Object position labeling rows:
┌────────
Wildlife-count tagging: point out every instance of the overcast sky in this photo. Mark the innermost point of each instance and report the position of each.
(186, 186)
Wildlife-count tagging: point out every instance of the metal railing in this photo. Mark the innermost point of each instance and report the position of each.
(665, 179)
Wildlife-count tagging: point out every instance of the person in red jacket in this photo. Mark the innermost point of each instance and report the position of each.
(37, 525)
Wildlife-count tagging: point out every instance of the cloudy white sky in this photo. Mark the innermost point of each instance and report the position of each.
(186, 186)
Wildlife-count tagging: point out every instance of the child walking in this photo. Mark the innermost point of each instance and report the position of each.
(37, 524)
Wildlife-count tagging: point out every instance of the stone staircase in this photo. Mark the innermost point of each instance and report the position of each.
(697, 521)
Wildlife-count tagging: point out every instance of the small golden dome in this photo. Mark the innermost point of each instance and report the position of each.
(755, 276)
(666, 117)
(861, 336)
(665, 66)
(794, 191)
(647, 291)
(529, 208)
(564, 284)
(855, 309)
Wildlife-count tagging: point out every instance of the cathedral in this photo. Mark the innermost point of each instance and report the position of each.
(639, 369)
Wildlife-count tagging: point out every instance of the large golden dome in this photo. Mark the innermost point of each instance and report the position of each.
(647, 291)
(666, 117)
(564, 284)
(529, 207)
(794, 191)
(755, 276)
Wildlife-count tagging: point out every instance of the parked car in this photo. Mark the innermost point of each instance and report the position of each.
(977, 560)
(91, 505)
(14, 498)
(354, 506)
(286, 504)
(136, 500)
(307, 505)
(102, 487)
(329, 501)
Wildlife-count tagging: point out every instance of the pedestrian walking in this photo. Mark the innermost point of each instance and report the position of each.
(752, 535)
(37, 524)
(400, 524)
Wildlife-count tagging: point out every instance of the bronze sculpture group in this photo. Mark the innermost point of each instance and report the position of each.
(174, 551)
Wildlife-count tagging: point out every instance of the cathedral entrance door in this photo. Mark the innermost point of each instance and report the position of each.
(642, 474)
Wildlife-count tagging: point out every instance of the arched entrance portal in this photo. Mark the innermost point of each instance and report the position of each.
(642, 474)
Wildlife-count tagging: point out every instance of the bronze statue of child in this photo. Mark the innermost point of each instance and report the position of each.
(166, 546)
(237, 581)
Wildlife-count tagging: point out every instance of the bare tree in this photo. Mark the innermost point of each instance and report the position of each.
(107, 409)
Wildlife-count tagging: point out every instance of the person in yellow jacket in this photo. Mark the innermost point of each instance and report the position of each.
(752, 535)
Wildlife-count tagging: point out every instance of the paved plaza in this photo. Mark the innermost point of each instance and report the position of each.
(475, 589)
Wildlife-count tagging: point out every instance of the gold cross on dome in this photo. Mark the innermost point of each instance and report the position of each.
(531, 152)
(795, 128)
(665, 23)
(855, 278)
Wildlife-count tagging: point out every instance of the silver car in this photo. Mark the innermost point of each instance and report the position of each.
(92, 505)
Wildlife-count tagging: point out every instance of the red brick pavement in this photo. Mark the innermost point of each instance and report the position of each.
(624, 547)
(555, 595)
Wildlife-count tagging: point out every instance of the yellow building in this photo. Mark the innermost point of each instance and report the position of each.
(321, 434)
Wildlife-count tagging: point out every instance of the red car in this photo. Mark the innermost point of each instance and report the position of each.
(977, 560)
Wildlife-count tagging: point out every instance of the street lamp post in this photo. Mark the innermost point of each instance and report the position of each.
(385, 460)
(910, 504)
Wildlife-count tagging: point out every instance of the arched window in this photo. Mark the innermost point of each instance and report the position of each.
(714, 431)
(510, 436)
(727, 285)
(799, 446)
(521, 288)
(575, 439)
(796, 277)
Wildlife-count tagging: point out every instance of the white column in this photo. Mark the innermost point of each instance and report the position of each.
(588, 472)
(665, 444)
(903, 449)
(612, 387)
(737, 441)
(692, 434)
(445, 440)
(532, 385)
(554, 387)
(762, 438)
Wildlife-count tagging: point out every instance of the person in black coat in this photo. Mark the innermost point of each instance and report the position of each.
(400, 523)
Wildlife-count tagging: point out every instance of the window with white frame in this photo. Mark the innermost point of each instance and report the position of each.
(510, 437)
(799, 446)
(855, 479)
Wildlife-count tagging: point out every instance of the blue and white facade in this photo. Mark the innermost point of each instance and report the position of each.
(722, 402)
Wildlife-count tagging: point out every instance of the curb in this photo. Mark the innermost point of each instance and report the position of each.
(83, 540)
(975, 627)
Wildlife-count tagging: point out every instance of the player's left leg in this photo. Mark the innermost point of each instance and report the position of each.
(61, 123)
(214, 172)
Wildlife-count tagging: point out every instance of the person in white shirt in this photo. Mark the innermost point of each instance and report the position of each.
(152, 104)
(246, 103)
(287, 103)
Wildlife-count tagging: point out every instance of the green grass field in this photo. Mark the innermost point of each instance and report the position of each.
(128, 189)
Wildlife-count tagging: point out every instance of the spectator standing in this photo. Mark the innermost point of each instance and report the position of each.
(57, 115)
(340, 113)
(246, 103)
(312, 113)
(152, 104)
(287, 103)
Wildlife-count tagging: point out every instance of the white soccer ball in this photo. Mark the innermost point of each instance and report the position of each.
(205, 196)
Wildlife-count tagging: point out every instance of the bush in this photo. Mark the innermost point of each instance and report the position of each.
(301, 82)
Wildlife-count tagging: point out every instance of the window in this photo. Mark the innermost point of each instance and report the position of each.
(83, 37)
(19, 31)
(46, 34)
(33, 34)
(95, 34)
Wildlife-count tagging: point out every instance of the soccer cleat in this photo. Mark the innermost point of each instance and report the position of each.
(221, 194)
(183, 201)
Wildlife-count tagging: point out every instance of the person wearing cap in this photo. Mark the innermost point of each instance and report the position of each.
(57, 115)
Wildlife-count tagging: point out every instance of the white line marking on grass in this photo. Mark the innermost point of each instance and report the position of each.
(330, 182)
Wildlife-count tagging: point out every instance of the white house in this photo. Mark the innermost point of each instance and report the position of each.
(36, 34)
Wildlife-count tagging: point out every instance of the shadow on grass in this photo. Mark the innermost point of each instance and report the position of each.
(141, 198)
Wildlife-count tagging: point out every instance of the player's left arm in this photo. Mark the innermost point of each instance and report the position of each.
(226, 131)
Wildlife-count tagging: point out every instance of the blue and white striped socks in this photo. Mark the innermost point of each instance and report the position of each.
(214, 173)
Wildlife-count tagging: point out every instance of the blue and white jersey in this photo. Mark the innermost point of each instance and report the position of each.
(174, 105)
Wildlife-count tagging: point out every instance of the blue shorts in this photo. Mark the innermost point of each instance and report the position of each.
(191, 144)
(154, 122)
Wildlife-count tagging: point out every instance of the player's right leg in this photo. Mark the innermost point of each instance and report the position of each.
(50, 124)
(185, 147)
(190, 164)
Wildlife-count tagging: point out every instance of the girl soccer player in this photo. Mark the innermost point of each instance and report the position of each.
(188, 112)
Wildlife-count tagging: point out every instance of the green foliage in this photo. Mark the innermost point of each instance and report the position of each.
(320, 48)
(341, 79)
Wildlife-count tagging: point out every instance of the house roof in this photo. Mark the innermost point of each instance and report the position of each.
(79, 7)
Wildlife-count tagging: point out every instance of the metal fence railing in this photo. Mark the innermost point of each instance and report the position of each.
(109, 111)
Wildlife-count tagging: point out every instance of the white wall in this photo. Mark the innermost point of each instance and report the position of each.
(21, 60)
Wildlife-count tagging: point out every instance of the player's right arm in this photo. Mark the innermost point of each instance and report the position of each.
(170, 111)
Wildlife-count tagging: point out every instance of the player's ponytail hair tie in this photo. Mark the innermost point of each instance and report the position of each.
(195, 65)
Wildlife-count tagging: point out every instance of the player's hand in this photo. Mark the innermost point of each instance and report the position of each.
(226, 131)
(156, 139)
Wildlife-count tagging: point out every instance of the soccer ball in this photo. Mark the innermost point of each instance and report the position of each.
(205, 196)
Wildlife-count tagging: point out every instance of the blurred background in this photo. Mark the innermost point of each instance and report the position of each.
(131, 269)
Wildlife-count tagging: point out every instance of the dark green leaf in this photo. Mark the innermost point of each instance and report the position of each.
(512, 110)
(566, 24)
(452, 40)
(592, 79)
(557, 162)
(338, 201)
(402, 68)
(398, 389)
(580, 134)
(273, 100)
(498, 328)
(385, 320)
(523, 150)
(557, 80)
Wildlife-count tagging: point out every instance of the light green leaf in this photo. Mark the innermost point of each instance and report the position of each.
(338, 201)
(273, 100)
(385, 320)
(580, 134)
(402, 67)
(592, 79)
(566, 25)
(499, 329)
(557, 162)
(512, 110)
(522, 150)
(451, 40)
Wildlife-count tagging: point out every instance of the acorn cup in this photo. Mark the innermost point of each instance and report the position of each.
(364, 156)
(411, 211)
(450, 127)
└────────
**Exercise goal:**
Can you recast everything from the line containing "the soccer ball" down to the last line of the rows above as a Markdown table with the columns "No." and "Line"? Number each line and leave out any blank ones.

**Finished answer:**
| No. | Line |
|---|---|
| 1 | Wildlife-count tagging: point out every instance of the soccer ball in this photo. Mark the innermost point of each instance and report the position of each. |
| 2 | (205, 196) |
| 3 | Wildlife-count tagging: point out every instance of the blurred background in this photo. Mark the innermost point of each instance and report the position of each. |
| 4 | (131, 269) |
| 5 | Wildlife-count tagging: point out every instance of the dark green leaf in this photo. Mark the innermost point of each instance and report the position of each. |
| 6 | (512, 110) |
| 7 | (566, 24) |
| 8 | (452, 40) |
| 9 | (592, 79) |
| 10 | (557, 162) |
| 11 | (338, 201) |
| 12 | (402, 68) |
| 13 | (398, 389) |
| 14 | (580, 134) |
| 15 | (273, 100) |
| 16 | (498, 328) |
| 17 | (385, 320) |
| 18 | (523, 150) |
| 19 | (557, 80) |
| 20 | Wildlife-count tagging: point out every instance of the light green leaf in this photo. Mark the innermost point of each instance and report the position of each. |
| 21 | (338, 201) |
| 22 | (273, 100) |
| 23 | (385, 320) |
| 24 | (580, 134) |
| 25 | (402, 67) |
| 26 | (592, 79) |
| 27 | (566, 25) |
| 28 | (499, 329) |
| 29 | (557, 162) |
| 30 | (512, 110) |
| 31 | (522, 150) |
| 32 | (451, 40) |
| 33 | Wildlife-count tagging: point out every instance of the acorn cup in this photo. Mark the innermost point of each instance and report the position of each. |
| 34 | (364, 156) |
| 35 | (411, 211) |
| 36 | (450, 127) |